--- start of Given data ---
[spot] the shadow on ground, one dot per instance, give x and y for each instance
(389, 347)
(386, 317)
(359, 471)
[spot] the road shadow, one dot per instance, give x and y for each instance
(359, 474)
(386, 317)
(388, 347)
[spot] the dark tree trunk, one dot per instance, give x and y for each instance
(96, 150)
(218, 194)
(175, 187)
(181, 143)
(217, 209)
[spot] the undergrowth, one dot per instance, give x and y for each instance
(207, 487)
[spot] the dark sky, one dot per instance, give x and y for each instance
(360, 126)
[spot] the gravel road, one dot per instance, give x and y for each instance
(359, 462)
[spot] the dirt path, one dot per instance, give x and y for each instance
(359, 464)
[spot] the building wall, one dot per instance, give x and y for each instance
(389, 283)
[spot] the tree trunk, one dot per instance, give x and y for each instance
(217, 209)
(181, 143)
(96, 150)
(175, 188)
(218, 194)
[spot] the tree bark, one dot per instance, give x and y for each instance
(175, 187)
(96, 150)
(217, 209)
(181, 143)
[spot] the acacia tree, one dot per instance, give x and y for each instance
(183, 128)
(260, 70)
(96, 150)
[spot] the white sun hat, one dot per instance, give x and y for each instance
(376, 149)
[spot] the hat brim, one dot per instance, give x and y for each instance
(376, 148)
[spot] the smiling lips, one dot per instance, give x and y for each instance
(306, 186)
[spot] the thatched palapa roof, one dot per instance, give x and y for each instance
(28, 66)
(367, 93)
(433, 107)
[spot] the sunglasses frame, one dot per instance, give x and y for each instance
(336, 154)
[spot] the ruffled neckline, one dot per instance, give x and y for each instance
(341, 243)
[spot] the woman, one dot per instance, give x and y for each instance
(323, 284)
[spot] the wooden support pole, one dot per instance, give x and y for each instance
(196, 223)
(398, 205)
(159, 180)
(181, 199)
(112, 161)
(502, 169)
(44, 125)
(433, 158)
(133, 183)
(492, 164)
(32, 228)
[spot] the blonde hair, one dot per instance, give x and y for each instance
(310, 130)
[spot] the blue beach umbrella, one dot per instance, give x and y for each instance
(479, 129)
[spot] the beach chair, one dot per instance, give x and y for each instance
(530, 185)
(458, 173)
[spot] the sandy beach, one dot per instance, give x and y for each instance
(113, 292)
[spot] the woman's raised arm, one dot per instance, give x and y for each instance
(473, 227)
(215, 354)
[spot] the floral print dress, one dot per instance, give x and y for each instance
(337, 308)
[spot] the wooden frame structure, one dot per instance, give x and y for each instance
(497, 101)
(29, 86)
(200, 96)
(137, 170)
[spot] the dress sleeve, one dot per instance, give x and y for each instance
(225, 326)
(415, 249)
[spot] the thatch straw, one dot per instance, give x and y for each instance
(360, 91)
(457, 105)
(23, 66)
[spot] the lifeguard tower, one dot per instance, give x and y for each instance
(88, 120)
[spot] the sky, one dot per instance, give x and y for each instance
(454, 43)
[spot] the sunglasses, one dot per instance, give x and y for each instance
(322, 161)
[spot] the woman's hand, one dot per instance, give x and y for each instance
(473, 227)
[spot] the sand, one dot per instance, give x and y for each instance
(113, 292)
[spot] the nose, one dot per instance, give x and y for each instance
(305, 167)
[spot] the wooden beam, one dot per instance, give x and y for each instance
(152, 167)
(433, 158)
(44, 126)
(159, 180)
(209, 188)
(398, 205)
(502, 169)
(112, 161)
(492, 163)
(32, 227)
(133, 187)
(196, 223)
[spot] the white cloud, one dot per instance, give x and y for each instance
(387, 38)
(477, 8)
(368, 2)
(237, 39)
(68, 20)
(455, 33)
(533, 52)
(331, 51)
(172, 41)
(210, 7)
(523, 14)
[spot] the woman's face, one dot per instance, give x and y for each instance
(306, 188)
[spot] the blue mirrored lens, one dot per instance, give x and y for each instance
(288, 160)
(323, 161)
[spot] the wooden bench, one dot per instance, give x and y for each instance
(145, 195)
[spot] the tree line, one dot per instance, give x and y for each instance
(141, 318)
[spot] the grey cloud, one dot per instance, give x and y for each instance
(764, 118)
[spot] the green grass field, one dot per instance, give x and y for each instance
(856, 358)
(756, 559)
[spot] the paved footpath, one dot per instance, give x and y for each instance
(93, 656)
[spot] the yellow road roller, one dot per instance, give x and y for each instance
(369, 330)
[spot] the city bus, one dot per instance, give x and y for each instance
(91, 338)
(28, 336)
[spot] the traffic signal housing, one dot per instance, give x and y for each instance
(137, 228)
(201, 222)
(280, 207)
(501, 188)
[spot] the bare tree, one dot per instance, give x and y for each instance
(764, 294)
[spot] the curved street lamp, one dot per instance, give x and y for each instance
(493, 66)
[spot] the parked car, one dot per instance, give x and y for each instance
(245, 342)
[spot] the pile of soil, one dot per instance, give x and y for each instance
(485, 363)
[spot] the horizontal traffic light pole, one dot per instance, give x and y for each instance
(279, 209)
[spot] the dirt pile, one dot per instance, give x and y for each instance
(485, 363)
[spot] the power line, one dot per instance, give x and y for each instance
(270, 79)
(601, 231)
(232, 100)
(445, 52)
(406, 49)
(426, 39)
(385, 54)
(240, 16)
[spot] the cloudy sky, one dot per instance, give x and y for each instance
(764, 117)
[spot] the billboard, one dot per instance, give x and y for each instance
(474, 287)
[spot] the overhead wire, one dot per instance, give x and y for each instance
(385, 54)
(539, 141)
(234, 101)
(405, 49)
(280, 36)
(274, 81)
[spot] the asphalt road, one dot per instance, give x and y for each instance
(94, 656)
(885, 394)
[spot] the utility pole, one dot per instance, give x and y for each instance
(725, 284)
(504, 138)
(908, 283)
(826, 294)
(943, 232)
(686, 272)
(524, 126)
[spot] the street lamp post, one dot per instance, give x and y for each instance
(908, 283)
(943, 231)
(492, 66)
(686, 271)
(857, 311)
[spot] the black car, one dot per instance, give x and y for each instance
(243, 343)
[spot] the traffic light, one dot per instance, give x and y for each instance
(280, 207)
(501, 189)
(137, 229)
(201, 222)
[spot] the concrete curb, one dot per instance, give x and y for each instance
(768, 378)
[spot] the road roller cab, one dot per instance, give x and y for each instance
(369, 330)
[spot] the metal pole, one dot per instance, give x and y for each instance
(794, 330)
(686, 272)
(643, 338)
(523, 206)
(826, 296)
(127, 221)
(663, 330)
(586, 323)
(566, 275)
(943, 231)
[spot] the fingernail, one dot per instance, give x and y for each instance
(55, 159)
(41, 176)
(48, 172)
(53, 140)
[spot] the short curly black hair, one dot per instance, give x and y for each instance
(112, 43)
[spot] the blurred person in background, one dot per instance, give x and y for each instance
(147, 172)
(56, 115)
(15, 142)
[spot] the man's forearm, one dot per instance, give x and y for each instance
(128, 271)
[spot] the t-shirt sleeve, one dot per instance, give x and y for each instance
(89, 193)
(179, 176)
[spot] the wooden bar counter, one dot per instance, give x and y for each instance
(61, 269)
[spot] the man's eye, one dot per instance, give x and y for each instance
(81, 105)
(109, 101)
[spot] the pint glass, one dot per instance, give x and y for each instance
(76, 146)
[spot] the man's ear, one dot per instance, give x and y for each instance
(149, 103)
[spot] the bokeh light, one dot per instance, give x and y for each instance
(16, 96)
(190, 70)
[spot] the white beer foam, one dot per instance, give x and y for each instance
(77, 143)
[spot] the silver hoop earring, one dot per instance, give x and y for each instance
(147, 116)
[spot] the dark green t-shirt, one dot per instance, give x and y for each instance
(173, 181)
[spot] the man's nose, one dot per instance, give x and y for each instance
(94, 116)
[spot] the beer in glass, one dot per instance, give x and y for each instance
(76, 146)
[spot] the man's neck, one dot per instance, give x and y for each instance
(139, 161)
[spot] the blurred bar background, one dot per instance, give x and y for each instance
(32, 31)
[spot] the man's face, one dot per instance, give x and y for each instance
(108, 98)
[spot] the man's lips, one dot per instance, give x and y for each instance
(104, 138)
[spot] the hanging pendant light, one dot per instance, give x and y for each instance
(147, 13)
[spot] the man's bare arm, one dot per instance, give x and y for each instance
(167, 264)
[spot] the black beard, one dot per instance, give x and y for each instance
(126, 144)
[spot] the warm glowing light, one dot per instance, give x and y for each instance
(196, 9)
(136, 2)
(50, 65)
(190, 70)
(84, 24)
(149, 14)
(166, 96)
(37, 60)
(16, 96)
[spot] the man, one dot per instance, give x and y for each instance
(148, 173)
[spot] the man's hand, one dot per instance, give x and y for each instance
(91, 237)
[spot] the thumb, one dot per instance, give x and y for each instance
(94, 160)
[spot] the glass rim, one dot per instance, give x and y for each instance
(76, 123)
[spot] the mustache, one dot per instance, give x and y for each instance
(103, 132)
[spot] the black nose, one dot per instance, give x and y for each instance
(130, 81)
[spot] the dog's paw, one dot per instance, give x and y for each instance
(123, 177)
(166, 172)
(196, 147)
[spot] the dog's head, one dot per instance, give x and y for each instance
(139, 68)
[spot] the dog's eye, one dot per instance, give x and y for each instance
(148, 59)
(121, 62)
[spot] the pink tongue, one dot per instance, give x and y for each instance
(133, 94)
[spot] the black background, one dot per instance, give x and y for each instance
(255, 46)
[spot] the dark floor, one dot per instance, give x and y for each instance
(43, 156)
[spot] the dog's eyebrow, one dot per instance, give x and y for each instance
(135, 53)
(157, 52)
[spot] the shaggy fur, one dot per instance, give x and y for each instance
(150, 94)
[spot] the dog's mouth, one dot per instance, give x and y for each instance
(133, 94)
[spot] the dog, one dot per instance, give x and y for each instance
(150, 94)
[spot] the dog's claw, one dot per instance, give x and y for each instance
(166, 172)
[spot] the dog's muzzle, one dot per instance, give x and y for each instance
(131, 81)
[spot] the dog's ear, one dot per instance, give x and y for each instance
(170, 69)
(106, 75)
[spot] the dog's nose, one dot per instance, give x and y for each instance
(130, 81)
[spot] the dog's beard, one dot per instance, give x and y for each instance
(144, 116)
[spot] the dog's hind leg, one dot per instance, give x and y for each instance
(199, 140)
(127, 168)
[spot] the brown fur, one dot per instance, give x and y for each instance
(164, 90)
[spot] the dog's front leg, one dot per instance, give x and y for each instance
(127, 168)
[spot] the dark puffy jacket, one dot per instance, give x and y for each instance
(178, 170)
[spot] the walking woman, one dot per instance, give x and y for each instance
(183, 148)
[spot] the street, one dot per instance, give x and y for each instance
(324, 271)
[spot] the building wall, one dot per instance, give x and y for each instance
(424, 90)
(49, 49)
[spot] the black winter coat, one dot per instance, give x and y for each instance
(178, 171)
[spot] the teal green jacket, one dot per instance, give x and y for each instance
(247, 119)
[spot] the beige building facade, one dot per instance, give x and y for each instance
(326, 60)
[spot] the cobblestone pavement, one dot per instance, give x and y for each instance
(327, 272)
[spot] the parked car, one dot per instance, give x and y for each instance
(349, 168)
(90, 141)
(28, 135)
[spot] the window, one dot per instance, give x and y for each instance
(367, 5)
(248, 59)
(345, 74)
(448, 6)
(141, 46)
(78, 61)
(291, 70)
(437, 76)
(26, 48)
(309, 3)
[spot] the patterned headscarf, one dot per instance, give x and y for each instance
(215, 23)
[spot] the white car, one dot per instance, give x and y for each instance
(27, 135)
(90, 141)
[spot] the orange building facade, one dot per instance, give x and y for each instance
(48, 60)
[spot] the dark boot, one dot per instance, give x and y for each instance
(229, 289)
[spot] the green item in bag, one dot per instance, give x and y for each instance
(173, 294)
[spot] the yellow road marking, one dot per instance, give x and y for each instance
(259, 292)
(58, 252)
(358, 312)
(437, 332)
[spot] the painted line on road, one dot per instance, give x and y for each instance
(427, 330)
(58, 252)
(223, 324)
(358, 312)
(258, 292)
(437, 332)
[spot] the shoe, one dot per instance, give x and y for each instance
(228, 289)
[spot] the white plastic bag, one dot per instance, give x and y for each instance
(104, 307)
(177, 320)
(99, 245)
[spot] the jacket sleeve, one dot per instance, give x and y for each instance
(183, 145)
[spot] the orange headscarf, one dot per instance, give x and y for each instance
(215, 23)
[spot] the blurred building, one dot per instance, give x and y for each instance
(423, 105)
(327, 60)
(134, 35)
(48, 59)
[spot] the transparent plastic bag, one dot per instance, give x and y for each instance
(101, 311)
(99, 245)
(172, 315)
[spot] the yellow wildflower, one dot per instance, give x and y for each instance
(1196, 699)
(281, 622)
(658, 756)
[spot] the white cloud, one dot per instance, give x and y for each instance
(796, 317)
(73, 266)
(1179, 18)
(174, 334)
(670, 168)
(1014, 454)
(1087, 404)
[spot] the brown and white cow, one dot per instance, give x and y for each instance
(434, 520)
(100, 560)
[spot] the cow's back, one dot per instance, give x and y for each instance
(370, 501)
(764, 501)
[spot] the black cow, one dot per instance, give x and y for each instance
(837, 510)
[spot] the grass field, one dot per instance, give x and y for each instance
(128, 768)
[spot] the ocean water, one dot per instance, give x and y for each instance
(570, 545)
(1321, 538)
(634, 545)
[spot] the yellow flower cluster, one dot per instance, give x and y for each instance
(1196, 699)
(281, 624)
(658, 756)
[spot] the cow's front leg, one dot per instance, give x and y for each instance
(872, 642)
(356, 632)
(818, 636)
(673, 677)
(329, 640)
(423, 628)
--- end of Given data ---
What the task requires. Every line from the line containing "[spot] the white car, one" to the last line of the material above must be repeated exactly, and no other line.

Solution.
[spot] the white car, one dot per instance, give x and y for each instance
(27, 135)
(90, 141)
[spot] the orange building facade, one dot per instance, give x and y for each instance
(48, 60)
[spot] the dark boot, one dot per instance, give x and y for each instance
(229, 289)
[spot] the green item in bag, one dot per instance, give x and y for each instance
(173, 294)
[spot] the yellow road marking, one dot per instance, give x and y for each instance
(259, 292)
(58, 252)
(358, 312)
(437, 332)
[spot] the painted line on road, one dot per instance, give x and y for each instance
(427, 330)
(58, 252)
(223, 324)
(358, 312)
(258, 292)
(437, 332)
[spot] the shoe, one dot per instance, give x and y for each instance
(228, 289)
[spot] the white plastic bag, one dot per instance, give x and y for each instance
(104, 307)
(177, 320)
(99, 245)
[spot] the jacket sleeve, one dot per instance, give x and y for each instance
(183, 145)
[spot] the orange headscarf, one dot per instance, give x and y for each instance
(215, 23)
[spot] the blurred building, one dot per instance, give x and y for each instance
(423, 105)
(327, 60)
(134, 35)
(48, 59)
[spot] the transparent plastic bag, one dot per instance, give x and y for each instance
(101, 311)
(99, 245)
(172, 315)
[spot] the yellow wildflower, one dot per instance, give x and y for each instance
(1196, 699)
(281, 622)
(658, 756)
[spot] the white cloud, one dot per instance, give x and y for each instance
(796, 317)
(73, 266)
(1179, 18)
(174, 334)
(670, 168)
(1014, 454)
(1087, 404)
[spot] the brown and white cow, one dot per instance, give x and y for each instance
(434, 520)
(100, 560)
[spot] the cow's back, one dot per instance, give x and y for each instance
(370, 501)
(764, 501)
[spot] the black cow, one dot per instance, give x and y for each instance
(837, 510)
[spot] the grass field, one dot per instance, give x and y for each instance
(128, 768)
[spot] the ocean water, one dot per instance, give x and y for each instance
(570, 545)
(1321, 538)
(634, 545)
[spot] the yellow flower cluster, one dot per instance, give x and y for each instance
(1196, 699)
(281, 624)
(658, 756)
[spot] the cow's front leg, one dot per instance, give x and y for each instance
(872, 642)
(356, 632)
(818, 636)
(673, 677)
(329, 640)
(423, 628)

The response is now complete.